• [Supplied records]
************

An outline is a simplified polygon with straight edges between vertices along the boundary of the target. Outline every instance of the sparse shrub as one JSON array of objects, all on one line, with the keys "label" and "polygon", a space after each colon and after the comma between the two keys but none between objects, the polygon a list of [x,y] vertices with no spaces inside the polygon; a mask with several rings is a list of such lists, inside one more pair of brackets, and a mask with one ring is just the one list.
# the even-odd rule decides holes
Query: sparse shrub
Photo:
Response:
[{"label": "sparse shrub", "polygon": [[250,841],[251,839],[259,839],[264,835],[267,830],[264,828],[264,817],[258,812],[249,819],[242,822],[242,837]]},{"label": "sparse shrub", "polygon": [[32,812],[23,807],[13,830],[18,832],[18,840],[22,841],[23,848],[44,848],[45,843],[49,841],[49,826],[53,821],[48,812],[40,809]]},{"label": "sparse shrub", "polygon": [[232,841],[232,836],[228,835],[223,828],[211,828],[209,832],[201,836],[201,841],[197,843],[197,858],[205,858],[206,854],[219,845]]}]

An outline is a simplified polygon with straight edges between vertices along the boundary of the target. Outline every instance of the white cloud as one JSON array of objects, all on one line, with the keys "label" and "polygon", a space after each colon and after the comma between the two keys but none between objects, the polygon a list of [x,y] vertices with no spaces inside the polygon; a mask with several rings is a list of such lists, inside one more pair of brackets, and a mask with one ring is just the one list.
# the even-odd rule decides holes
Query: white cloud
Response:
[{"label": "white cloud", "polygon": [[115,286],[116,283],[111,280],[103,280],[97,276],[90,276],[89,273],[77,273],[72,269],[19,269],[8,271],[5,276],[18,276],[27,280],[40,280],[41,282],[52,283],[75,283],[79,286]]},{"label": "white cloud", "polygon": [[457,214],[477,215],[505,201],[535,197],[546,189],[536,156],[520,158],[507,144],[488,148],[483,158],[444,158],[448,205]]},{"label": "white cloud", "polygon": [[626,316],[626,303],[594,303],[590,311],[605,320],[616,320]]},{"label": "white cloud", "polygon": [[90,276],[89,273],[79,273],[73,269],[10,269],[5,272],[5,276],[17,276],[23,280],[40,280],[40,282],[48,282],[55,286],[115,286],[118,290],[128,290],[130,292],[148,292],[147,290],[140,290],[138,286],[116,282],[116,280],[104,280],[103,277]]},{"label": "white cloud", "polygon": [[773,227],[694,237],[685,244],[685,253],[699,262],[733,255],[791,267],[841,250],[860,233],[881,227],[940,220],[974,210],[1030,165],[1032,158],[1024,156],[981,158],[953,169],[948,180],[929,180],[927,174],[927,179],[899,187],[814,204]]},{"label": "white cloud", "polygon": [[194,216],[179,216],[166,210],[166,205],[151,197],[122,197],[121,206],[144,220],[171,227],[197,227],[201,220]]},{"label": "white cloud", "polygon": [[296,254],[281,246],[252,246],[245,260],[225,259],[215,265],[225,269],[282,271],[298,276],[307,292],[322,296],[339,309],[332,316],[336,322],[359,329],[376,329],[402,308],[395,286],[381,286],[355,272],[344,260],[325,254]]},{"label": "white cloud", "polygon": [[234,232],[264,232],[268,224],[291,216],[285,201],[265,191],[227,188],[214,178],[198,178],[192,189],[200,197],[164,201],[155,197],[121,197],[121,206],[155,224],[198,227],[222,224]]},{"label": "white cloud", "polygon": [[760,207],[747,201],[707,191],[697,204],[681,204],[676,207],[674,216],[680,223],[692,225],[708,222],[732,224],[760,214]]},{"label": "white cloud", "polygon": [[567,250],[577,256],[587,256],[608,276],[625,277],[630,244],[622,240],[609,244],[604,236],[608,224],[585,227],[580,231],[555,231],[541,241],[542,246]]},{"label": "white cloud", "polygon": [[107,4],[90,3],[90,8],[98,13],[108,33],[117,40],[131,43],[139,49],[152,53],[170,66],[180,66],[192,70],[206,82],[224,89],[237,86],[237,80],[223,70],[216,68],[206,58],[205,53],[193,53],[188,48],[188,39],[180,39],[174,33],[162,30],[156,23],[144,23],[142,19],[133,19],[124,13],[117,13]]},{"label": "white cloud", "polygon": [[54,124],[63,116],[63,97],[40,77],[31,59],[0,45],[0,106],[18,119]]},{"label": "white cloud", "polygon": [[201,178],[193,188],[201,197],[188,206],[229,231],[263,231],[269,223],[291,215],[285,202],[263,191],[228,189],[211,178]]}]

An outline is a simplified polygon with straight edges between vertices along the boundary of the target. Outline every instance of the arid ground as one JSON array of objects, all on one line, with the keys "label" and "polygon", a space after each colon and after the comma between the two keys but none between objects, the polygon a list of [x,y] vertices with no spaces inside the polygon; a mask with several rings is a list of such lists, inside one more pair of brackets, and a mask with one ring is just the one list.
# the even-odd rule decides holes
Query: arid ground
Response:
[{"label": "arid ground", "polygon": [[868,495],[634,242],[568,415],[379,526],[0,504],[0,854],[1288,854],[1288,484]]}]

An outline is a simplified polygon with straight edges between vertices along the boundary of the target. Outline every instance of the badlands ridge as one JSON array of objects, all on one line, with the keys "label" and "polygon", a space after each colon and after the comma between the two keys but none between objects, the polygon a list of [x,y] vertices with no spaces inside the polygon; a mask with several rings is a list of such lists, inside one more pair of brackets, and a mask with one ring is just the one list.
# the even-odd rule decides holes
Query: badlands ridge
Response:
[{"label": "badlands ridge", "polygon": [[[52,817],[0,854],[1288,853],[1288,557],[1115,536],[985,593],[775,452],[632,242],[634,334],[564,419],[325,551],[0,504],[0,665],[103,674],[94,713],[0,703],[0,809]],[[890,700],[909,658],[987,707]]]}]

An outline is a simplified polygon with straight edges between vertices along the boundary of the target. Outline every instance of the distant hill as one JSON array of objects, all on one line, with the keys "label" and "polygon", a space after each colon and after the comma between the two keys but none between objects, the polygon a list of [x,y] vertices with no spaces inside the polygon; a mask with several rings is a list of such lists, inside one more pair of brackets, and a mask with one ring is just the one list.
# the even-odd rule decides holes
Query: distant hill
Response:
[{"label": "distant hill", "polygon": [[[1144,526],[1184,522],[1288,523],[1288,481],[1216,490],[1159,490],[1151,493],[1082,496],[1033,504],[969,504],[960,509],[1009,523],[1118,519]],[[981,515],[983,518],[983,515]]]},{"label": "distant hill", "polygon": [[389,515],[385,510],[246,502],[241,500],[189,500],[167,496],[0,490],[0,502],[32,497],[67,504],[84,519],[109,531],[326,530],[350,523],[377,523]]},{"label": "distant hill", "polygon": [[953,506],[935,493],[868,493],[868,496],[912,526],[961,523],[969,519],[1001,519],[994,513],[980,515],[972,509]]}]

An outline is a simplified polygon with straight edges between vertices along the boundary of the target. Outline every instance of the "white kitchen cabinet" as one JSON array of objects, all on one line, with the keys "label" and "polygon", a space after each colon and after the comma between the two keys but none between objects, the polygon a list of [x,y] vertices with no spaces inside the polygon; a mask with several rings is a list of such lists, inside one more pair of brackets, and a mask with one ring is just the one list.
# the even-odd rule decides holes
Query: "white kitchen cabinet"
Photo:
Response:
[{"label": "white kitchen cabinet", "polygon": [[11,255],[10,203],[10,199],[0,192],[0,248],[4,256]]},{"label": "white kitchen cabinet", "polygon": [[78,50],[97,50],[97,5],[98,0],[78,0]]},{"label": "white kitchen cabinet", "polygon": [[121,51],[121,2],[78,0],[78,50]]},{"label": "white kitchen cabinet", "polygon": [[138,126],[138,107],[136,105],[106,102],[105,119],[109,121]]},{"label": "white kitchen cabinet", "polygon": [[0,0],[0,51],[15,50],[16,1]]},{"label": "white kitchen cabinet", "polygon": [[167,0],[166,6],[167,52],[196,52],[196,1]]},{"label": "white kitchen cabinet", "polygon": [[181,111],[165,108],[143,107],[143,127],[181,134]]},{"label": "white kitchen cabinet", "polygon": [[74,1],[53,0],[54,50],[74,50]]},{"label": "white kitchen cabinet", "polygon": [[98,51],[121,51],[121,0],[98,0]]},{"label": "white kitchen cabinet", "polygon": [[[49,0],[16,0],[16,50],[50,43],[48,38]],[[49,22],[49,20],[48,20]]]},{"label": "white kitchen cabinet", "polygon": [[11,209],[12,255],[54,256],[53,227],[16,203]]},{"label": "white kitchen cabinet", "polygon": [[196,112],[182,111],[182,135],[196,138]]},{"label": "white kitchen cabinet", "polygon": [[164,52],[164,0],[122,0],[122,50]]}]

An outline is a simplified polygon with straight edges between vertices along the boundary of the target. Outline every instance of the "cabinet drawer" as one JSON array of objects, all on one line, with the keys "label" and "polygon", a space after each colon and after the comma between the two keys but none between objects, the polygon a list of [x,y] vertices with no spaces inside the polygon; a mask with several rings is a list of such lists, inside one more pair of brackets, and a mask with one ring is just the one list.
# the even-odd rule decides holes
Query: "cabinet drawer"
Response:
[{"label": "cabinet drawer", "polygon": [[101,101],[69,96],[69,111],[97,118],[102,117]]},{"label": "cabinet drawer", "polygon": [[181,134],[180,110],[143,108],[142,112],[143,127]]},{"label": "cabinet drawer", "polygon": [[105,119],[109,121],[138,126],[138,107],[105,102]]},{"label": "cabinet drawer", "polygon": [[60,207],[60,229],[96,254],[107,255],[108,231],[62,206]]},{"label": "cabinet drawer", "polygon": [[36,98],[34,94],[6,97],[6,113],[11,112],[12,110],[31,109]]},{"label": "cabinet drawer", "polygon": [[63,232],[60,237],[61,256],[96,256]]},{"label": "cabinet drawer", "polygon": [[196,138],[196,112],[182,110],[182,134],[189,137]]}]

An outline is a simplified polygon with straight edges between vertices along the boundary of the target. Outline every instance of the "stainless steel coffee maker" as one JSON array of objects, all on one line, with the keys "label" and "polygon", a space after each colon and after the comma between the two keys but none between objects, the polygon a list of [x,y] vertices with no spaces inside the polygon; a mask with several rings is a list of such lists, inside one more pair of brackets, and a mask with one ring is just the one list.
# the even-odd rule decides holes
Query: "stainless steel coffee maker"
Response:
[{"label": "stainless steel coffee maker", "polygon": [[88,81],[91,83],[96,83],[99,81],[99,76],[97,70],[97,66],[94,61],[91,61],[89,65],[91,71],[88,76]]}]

************

• [Direction] Which lines in the records above contain the string "ridge", with case counting? Select each of those lines and copy it in full.

• [Solution]
An outline is a simplified polygon with straight edges between vertices along the boundary of the target. Outline every instance of the badlands ridge as one JSON array of objects, all on one line, with the keys "label" and "polygon", a space after each colon and after the comma between the two keys but none between objects, the polygon a list of [x,y] vertices with no spaces inside the polygon; a mask with several rings is a list of such lists, inside one more pair of brackets, and a mask with one ring is just the one list.
Query: badlands ridge
[{"label": "badlands ridge", "polygon": [[[52,817],[0,854],[1288,853],[1288,557],[1115,536],[985,593],[775,452],[632,242],[634,334],[564,419],[325,551],[0,504],[0,665],[103,674],[94,713],[0,703],[0,809]],[[890,700],[909,658],[987,707]]]}]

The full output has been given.